* WORK INSTRUCTION
Please filter the entries for the word "positive" and copy every line that has it.
Top of DATASET EXTRACT
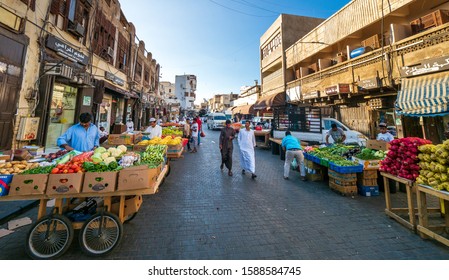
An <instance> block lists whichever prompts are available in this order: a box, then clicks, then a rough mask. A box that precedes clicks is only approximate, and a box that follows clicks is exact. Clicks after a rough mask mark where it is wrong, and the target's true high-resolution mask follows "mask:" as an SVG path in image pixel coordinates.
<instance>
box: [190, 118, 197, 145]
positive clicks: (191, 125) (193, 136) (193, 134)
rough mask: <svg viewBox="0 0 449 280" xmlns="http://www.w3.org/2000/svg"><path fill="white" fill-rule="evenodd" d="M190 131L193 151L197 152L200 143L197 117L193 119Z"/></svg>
mask: <svg viewBox="0 0 449 280" xmlns="http://www.w3.org/2000/svg"><path fill="white" fill-rule="evenodd" d="M190 131H191V135H192V138H190V139H191V141H192V151H191V153H196V152H197V151H198V150H197V149H196V146H197V145H198V138H199V137H198V123H197V121H196V118H194V119H193V122H192V125H191V126H190Z"/></svg>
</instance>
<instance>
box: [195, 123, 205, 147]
mask: <svg viewBox="0 0 449 280" xmlns="http://www.w3.org/2000/svg"><path fill="white" fill-rule="evenodd" d="M196 122H197V123H198V146H199V145H201V132H203V122H202V121H201V118H200V117H196Z"/></svg>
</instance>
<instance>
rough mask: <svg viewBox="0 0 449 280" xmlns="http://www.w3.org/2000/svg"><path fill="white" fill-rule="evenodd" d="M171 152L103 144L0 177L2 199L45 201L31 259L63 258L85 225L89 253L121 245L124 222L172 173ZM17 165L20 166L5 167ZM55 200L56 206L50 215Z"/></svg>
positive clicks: (84, 249) (0, 184)
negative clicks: (48, 205)
mask: <svg viewBox="0 0 449 280" xmlns="http://www.w3.org/2000/svg"><path fill="white" fill-rule="evenodd" d="M166 151H167V147H166V146H162V145H157V146H156V145H155V146H148V147H147V149H146V150H145V151H143V152H128V151H127V147H126V146H123V145H122V146H118V147H110V148H109V149H106V148H104V147H100V148H97V149H96V150H95V151H92V152H85V153H79V152H76V151H71V152H68V153H65V154H64V155H62V156H61V157H59V158H56V159H54V160H51V161H50V162H48V161H43V162H41V163H38V164H37V165H36V163H31V164H30V163H27V165H26V167H24V168H23V169H19V166H17V168H16V170H15V171H16V172H14V173H15V174H4V175H2V176H1V177H0V181H2V184H0V185H2V191H1V192H0V194H1V195H2V196H1V197H0V202H1V201H13V200H39V201H40V204H39V210H38V215H37V221H36V222H35V223H34V224H33V225H32V226H31V230H30V231H29V233H28V235H27V240H26V251H27V253H28V254H29V255H30V257H32V258H35V259H54V258H58V257H60V256H61V255H62V254H64V253H65V252H66V251H67V249H68V248H69V247H70V244H71V242H72V240H73V238H74V229H80V237H79V241H80V246H81V248H82V250H83V251H84V252H85V253H87V254H89V255H92V256H102V255H105V254H107V253H109V252H110V251H112V250H113V249H114V248H115V247H116V246H117V245H118V244H119V242H120V240H121V238H122V236H123V224H124V223H126V222H127V221H129V220H131V219H132V218H133V217H134V216H135V214H136V213H137V212H138V210H139V208H140V206H141V204H142V196H143V195H149V194H154V193H156V192H157V190H158V188H159V186H160V184H161V183H162V181H163V179H164V177H165V176H166V175H167V172H168V166H167V165H166V159H165V157H166ZM13 163H14V165H15V164H17V162H9V163H5V166H9V165H11V166H12V165H13ZM17 165H19V164H17ZM21 165H25V162H21ZM8 168H9V167H8ZM8 170H9V169H8ZM5 185H6V186H7V187H6V188H5ZM51 199H55V206H54V208H53V210H52V211H51V213H50V214H47V204H48V201H49V200H51Z"/></svg>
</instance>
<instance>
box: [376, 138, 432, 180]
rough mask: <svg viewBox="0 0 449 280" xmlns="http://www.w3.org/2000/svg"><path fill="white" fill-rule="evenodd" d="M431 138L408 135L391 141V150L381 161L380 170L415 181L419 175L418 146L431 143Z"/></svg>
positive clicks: (379, 169) (418, 150)
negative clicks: (429, 140) (427, 139)
mask: <svg viewBox="0 0 449 280" xmlns="http://www.w3.org/2000/svg"><path fill="white" fill-rule="evenodd" d="M431 143H432V142H430V141H429V140H425V139H421V138H417V137H406V138H401V139H395V140H393V141H391V142H390V145H391V146H390V150H389V151H388V153H387V156H386V158H385V159H384V160H382V161H381V162H380V169H379V170H380V171H382V172H387V173H390V174H392V175H394V176H398V177H401V178H405V179H408V180H411V181H415V179H416V178H418V176H419V170H420V166H419V165H418V160H419V159H418V152H419V150H418V148H419V147H420V146H422V145H426V144H431Z"/></svg>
Bottom of DATASET EXTRACT
* EXERCISE RESPONSE
positive clicks: (191, 125) (193, 136) (193, 134)
positive clicks: (84, 249) (0, 184)
positive clicks: (379, 169) (418, 150)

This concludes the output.